**Task requirements:**
Carry on the passage about the organizational therapist's experience, picking up after its last sentence.

The Organisational Therapist’s Experience

The Organisational Therapist’s Experience

Carl Rogers wrote some inspiring, insightful, beautiful prose describing the experience of individual therapy, from the perspectives of both the therapist and the client. I have here re-cast his description of the Therapist’s Experience to describe my own feelings when working with an organisation – as its organisational therapist.

The Therapist

To the therapist, this is a new venture, an new instance of relating. The therapist feels:

“Here is this other organism. I’m a little afraid of it, afraid of the depths in it as I am a little afraid of the depths in myself.

“Yet as we meet, I begin to feel a respect for it, to feel my kinship to it. I sense how blind it is to itself and its ‘feelings’, and how frightening its world is for it, how tightly it tries to gain some understanding of itself and its place. To hold onto its sense of self.

“I would like to sense this organisation’s ‘feelings’, and I would like it to know that I understand its feelings. I would like it to know that I stand with it in its tight, constricted little world, and that I can look upon its world relatively unafraid. Perhaps we can together make it seems a safer world, in time.

“I would like my feelings in this relationship, with this organisation, to be as clear and transparent as possible, so that they are a discernible reality for everyone who is part of the organisation. A discernible reality to which they – and the organisation as a whole – can return again and again. I look forward to the experience of travelling together with the organisation on its fearful journey into itself, into the buried fear, and angst, and doubt, and love which it has never been able to embrace and explore by itself.

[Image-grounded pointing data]
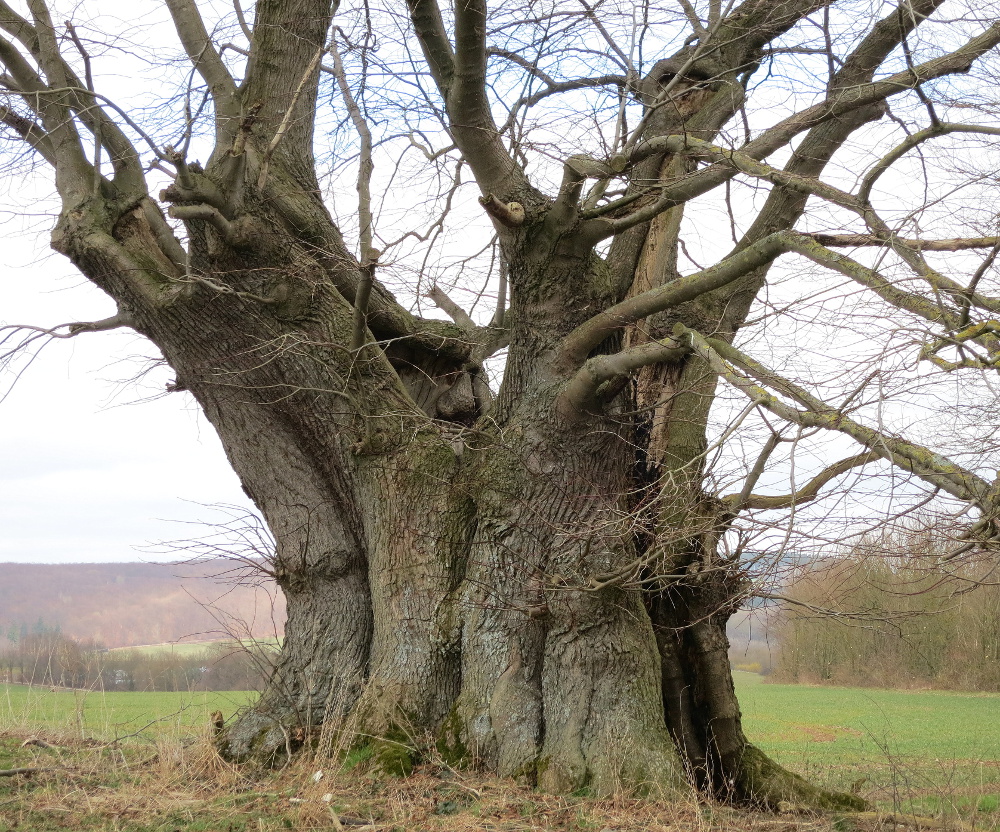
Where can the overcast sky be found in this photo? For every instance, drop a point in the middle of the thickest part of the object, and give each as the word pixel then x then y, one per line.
pixel 92 467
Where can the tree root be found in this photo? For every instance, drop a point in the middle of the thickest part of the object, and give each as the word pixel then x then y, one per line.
pixel 762 782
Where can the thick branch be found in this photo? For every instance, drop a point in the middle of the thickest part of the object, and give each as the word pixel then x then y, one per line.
pixel 853 98
pixel 913 141
pixel 808 492
pixel 30 132
pixel 587 336
pixel 582 394
pixel 738 369
pixel 207 63
pixel 453 310
pixel 433 37
pixel 861 240
pixel 461 80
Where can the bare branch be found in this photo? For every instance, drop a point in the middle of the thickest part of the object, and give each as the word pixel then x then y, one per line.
pixel 454 311
pixel 508 214
pixel 198 45
pixel 582 394
pixel 738 368
pixel 808 492
pixel 861 240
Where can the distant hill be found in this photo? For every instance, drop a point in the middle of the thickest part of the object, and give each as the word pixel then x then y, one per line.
pixel 128 604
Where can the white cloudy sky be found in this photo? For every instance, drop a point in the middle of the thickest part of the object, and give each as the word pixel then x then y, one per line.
pixel 92 469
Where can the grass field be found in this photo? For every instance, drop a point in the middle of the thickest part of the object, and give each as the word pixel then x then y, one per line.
pixel 106 716
pixel 925 752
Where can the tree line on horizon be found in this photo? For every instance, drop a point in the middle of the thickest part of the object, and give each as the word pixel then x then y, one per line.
pixel 888 615
pixel 51 658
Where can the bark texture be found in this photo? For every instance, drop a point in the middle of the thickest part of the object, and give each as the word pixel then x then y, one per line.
pixel 534 583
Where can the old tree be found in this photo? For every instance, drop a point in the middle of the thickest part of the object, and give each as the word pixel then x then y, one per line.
pixel 533 569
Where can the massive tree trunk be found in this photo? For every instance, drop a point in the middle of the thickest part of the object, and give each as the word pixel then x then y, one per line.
pixel 534 582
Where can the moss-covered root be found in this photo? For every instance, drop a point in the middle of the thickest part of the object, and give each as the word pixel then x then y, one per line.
pixel 762 782
pixel 261 737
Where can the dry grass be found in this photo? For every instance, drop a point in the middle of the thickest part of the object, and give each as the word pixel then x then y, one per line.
pixel 176 783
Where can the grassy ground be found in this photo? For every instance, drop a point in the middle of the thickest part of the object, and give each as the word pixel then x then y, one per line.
pixel 107 716
pixel 924 750
pixel 928 753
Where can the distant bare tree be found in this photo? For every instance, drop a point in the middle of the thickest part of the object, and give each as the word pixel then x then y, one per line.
pixel 538 574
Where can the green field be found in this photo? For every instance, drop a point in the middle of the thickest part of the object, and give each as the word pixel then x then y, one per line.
pixel 926 750
pixel 107 716
pixel 923 750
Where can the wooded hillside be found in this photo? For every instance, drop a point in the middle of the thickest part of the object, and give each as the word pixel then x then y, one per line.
pixel 128 604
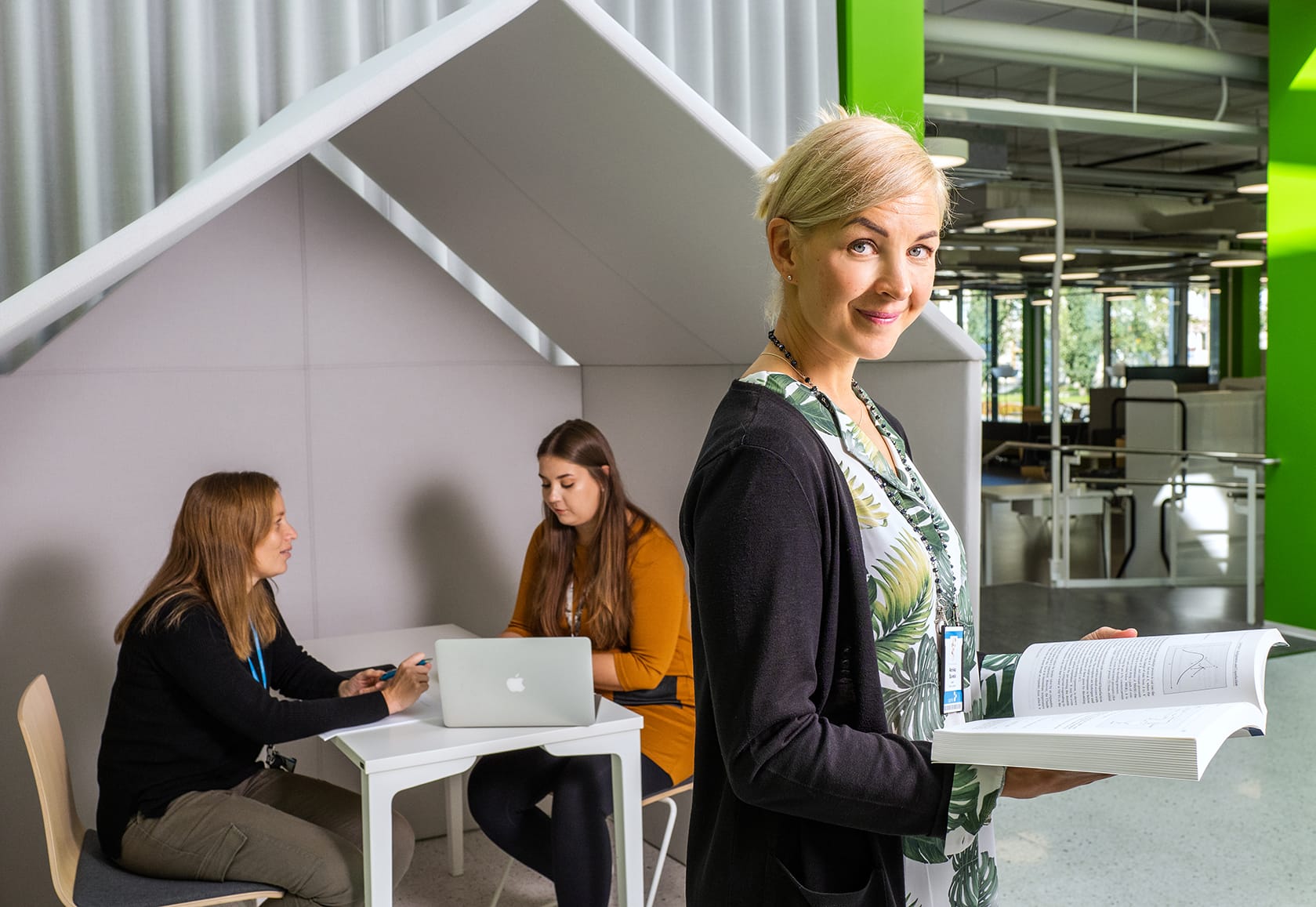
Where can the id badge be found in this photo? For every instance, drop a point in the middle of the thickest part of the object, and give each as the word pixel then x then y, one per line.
pixel 952 668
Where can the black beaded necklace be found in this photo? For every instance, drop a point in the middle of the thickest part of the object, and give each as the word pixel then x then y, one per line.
pixel 947 604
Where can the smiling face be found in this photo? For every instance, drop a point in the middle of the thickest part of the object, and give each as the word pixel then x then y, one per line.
pixel 571 492
pixel 273 552
pixel 858 282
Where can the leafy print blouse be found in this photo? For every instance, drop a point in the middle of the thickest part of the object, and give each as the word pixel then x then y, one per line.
pixel 918 573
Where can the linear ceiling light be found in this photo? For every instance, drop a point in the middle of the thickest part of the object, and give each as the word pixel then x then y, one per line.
pixel 1004 221
pixel 947 151
pixel 1252 182
pixel 1046 257
pixel 1240 259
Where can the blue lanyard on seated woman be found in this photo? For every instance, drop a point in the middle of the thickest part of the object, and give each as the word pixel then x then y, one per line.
pixel 273 757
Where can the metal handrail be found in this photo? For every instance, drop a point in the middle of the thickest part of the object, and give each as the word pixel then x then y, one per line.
pixel 1246 466
pixel 1223 455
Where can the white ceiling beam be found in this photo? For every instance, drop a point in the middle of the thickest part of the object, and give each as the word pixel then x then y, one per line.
pixel 1070 49
pixel 1004 112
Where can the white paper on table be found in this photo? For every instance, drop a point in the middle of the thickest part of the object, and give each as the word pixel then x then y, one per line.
pixel 426 709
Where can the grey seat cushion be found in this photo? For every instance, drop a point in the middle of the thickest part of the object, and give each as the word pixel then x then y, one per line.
pixel 102 882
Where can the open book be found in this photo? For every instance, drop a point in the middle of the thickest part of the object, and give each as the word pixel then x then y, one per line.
pixel 1153 706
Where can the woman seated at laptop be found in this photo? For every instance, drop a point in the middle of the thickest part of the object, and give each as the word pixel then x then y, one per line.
pixel 180 792
pixel 602 568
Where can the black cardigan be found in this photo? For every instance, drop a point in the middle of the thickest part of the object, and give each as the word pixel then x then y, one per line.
pixel 186 713
pixel 802 792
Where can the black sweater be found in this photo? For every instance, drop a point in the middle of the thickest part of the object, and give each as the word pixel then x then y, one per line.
pixel 800 788
pixel 186 713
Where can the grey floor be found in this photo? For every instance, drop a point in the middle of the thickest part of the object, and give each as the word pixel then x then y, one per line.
pixel 1244 835
pixel 430 885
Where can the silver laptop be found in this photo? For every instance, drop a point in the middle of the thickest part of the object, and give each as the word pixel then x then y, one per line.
pixel 515 682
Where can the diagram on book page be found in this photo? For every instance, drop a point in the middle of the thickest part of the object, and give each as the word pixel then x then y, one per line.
pixel 1195 666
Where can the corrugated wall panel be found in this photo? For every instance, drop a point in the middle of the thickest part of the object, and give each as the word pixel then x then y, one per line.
pixel 106 108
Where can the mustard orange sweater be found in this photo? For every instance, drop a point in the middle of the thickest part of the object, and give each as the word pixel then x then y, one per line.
pixel 655 668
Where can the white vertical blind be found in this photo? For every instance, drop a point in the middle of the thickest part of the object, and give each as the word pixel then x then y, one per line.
pixel 110 106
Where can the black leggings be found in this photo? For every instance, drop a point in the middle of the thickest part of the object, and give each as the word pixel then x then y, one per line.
pixel 571 848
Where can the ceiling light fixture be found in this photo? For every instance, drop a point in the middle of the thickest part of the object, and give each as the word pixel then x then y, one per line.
pixel 1238 259
pixel 1252 182
pixel 1017 219
pixel 947 151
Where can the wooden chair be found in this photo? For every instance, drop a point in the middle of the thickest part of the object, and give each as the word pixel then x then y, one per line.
pixel 82 874
pixel 661 796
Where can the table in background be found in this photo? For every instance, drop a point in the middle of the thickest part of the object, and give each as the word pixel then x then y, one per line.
pixel 1035 499
pixel 393 757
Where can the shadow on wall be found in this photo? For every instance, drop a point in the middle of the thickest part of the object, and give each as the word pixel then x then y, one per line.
pixel 46 627
pixel 461 566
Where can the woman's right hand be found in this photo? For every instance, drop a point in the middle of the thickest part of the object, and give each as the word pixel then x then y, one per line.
pixel 1024 783
pixel 407 685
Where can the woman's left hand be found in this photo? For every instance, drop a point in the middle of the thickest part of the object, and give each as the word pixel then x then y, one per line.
pixel 366 681
pixel 1111 633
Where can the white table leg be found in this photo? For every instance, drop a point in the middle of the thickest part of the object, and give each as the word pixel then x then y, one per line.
pixel 627 823
pixel 455 825
pixel 377 812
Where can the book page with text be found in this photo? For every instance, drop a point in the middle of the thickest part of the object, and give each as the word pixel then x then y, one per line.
pixel 1151 670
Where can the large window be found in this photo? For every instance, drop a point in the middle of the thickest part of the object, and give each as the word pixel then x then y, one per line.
pixel 1199 325
pixel 1140 328
pixel 1082 365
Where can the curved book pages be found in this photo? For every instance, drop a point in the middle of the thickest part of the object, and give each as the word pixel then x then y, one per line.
pixel 1157 706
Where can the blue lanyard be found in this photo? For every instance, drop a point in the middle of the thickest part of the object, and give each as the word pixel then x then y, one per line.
pixel 259 657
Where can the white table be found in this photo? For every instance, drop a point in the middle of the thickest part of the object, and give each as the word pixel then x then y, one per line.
pixel 393 757
pixel 1035 499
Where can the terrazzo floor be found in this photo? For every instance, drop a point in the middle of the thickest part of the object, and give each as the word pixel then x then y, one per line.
pixel 1242 835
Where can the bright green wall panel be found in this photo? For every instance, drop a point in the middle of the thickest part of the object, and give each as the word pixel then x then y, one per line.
pixel 1291 317
pixel 881 48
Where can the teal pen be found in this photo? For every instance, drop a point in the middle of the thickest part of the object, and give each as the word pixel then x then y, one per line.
pixel 389 676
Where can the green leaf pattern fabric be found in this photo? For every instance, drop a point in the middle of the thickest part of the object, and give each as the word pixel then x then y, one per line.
pixel 899 523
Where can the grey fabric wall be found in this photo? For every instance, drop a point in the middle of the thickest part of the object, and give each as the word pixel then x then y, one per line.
pixel 298 335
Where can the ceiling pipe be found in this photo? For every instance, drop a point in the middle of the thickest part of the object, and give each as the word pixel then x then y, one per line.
pixel 1106 53
pixel 1149 180
pixel 1004 112
pixel 1124 11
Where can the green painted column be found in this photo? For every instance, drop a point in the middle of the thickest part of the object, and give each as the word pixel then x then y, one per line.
pixel 881 58
pixel 1291 319
pixel 1033 344
pixel 1240 292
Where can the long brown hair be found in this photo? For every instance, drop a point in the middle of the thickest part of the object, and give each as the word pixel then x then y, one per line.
pixel 212 556
pixel 604 599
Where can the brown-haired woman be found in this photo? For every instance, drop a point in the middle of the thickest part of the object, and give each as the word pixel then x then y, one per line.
pixel 602 568
pixel 180 792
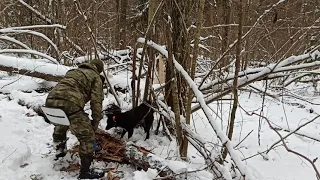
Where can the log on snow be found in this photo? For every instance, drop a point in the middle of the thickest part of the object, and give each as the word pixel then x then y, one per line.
pixel 116 150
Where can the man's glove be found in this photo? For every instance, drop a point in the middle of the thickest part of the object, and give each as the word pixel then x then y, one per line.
pixel 95 125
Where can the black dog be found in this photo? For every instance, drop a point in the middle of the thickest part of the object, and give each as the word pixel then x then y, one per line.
pixel 140 115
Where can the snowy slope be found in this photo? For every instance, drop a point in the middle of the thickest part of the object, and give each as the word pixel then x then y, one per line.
pixel 26 142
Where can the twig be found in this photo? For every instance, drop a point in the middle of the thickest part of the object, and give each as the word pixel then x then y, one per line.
pixel 297 129
pixel 80 11
pixel 178 174
pixel 312 162
pixel 9 155
pixel 243 139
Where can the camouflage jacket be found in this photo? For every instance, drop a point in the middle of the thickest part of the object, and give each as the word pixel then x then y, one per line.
pixel 80 86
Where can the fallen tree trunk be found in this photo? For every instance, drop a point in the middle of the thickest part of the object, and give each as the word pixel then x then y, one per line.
pixel 117 150
pixel 28 67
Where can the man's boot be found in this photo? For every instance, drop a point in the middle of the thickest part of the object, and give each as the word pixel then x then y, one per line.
pixel 85 171
pixel 61 149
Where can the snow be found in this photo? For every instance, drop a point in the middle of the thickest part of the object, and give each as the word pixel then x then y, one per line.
pixel 214 124
pixel 33 65
pixel 26 140
pixel 177 166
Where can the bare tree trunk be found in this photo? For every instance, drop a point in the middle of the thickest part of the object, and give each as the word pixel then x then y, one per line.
pixel 184 149
pixel 235 81
pixel 123 23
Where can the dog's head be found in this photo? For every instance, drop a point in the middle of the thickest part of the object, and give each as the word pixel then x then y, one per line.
pixel 111 113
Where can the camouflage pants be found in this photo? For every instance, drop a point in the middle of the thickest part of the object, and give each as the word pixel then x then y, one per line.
pixel 80 126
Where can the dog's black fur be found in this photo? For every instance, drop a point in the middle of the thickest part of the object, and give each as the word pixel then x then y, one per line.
pixel 140 115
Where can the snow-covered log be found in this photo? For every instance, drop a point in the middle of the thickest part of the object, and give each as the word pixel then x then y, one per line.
pixel 116 150
pixel 235 156
pixel 34 68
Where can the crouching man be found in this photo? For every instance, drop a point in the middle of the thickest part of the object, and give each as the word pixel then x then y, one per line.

**Expected answer:**
“I recognise that this is a very human and unpredictable journey for me, as well as for them, and that I may, without even knowing my fear, shrink away within myself, from some of the feelings it discovers. To this extent I know I will be limited in my ability to help them.

“I realise that at times its own fears may make the organisation perceive me as uncaring, as rejecting, as an intruder, as one who does not understand. I want fully to accept these feelings, and yet I hope also that my own real feelings will show through so clearly that in time the organisation cannot fail to perceive them.

“Most of all I want it to encounter in me a real person. I do not need to be uneasy as to whether my own feelings are ‘therapeutic’. What I am and what I feel are good enough to be a basis for therapy, if I can transparently be what I am and what I feel in relationship to them. Then perhaps the organisation can be what it is, openly and without fear.”

You might like to see also my next post, for the organisation’s (client’s) perspective on the therapy experience.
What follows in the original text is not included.